═════ DATA EXTRACT ═════
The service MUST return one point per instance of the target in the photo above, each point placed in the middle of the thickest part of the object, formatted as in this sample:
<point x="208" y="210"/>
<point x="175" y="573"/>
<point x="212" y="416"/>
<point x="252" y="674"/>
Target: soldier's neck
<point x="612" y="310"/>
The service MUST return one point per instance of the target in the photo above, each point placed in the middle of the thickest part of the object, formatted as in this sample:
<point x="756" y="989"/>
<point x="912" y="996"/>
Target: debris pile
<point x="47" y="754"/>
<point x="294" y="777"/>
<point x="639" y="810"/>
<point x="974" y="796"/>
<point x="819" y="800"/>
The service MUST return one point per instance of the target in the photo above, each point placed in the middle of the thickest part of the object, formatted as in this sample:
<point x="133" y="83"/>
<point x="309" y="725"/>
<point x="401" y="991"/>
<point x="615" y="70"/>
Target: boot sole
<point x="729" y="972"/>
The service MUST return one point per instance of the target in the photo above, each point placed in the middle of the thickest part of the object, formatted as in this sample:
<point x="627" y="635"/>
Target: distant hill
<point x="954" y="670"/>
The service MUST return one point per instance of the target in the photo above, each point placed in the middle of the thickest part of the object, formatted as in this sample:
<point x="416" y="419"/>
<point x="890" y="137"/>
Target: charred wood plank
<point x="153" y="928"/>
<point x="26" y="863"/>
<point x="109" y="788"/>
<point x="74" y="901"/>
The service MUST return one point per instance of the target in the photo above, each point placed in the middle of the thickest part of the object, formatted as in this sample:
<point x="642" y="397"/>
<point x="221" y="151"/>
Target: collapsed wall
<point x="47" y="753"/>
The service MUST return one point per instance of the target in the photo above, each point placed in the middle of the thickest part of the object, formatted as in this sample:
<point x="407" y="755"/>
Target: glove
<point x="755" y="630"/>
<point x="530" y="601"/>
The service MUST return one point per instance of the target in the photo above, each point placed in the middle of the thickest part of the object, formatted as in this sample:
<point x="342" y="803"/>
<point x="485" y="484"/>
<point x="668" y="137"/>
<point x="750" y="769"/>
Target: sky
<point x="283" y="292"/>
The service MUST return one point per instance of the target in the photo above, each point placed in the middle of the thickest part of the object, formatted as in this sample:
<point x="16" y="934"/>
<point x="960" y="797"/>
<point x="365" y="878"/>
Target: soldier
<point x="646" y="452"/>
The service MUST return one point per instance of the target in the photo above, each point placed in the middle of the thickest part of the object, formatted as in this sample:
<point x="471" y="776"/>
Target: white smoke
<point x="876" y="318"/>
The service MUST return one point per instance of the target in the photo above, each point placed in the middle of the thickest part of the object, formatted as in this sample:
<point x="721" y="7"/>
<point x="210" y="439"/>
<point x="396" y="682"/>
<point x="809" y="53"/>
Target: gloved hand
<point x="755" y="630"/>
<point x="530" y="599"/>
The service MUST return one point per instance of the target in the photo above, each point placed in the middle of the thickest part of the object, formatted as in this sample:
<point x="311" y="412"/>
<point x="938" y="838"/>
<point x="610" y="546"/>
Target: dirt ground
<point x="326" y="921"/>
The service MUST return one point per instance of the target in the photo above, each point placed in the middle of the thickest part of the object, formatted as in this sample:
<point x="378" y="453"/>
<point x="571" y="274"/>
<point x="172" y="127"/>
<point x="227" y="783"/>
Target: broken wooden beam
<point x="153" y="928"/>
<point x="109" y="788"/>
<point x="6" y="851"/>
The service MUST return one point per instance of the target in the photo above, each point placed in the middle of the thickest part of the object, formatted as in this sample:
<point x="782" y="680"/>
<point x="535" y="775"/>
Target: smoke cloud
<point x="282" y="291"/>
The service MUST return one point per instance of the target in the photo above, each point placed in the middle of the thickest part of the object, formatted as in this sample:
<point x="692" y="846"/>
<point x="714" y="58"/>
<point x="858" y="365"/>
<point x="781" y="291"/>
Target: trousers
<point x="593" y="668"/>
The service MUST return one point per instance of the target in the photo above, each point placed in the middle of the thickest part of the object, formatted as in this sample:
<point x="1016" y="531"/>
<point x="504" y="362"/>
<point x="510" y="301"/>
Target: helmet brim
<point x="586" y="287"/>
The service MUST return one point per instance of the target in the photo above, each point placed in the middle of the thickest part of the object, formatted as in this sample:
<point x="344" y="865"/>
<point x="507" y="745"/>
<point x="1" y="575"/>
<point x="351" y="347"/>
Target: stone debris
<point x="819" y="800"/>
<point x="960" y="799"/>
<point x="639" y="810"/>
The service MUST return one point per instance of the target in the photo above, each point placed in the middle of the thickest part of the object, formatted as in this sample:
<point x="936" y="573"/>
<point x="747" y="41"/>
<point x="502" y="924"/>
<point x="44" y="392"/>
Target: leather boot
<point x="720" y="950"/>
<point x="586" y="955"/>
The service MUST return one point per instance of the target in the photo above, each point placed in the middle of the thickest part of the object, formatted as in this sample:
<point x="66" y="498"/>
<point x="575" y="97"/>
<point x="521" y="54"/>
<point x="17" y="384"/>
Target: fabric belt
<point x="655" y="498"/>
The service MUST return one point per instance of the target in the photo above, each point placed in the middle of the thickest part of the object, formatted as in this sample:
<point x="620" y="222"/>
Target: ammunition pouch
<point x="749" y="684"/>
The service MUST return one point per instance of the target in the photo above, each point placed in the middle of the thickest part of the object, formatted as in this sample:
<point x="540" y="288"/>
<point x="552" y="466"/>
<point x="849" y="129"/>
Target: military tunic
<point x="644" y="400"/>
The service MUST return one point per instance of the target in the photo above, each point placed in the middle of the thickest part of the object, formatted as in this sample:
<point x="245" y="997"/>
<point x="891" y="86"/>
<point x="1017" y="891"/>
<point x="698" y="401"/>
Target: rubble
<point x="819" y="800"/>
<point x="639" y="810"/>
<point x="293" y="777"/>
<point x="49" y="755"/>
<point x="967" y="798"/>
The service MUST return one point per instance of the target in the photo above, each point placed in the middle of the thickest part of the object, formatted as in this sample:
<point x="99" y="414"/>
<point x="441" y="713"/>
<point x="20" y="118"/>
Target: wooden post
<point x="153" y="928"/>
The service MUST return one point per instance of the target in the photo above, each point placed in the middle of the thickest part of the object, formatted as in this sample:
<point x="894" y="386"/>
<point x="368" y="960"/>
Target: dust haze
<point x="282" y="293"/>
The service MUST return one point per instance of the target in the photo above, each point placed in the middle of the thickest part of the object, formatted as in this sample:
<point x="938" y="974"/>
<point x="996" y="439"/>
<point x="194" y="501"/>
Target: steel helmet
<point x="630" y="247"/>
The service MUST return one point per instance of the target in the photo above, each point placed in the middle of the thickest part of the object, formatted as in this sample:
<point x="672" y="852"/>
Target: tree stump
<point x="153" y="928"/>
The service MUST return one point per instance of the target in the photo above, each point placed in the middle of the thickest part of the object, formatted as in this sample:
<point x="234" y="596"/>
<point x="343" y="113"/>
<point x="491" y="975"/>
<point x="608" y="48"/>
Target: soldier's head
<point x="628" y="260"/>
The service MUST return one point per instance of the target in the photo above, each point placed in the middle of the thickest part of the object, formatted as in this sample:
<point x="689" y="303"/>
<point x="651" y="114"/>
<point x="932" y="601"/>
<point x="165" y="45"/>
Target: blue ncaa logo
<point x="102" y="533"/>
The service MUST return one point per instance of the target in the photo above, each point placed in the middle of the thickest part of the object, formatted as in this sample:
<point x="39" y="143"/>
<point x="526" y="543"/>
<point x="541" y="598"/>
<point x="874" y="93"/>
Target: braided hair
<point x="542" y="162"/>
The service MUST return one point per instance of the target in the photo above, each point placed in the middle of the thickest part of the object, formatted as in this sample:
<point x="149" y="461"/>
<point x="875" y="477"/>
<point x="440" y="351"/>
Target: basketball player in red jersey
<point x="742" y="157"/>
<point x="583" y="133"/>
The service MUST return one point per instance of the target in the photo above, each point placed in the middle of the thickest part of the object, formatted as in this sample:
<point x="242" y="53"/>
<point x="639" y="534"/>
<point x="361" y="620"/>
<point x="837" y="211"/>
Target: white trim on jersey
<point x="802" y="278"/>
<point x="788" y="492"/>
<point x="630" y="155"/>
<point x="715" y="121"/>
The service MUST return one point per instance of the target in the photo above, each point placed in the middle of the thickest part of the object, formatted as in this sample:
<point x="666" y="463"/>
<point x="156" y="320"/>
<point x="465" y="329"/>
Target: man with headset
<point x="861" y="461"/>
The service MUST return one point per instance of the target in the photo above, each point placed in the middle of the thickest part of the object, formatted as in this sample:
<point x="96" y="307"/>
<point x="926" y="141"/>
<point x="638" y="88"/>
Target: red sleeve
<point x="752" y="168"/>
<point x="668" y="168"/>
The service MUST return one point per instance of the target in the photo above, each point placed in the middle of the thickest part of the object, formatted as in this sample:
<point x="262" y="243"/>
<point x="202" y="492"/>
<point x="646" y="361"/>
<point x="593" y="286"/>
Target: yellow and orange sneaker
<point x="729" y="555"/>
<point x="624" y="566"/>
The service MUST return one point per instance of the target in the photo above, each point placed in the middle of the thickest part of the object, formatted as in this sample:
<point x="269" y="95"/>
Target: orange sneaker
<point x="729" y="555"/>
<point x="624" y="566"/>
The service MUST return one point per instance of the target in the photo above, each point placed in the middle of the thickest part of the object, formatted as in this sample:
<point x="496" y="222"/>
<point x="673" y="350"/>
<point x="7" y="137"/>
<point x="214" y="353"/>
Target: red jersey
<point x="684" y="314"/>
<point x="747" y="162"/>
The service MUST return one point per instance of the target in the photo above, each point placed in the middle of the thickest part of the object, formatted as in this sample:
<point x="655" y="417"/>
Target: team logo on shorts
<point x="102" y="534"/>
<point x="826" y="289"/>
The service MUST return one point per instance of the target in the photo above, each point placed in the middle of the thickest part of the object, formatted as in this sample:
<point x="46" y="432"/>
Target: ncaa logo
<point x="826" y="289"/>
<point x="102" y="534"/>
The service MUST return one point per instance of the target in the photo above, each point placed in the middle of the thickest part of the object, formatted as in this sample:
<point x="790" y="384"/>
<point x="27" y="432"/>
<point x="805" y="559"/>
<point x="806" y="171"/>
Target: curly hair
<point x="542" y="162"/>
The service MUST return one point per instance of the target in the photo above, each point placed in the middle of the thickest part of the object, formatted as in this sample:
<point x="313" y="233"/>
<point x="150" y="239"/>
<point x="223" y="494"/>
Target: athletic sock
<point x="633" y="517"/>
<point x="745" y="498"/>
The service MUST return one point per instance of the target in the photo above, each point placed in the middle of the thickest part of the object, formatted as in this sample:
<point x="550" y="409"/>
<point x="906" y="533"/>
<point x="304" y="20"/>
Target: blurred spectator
═════
Please copy exactly, and only, the lines running from the one containing "Target: curly hair" through the end of the listing.

_REPLY TO THE TASK_
Target: curly hair
<point x="542" y="162"/>
The service MUST return one point per instance of the target in the photo above, each point placed in the middle of the thickest part of the object, formatted as in this sample:
<point x="313" y="233"/>
<point x="150" y="239"/>
<point x="223" y="494"/>
Target: athletic sock
<point x="633" y="517"/>
<point x="745" y="498"/>
The service MUST return one point per instance of the target in the photo above, each point placed in the middle of the thickest part of the object, formatted as in this sample:
<point x="550" y="409"/>
<point x="906" y="533"/>
<point x="304" y="20"/>
Target: blurred spectator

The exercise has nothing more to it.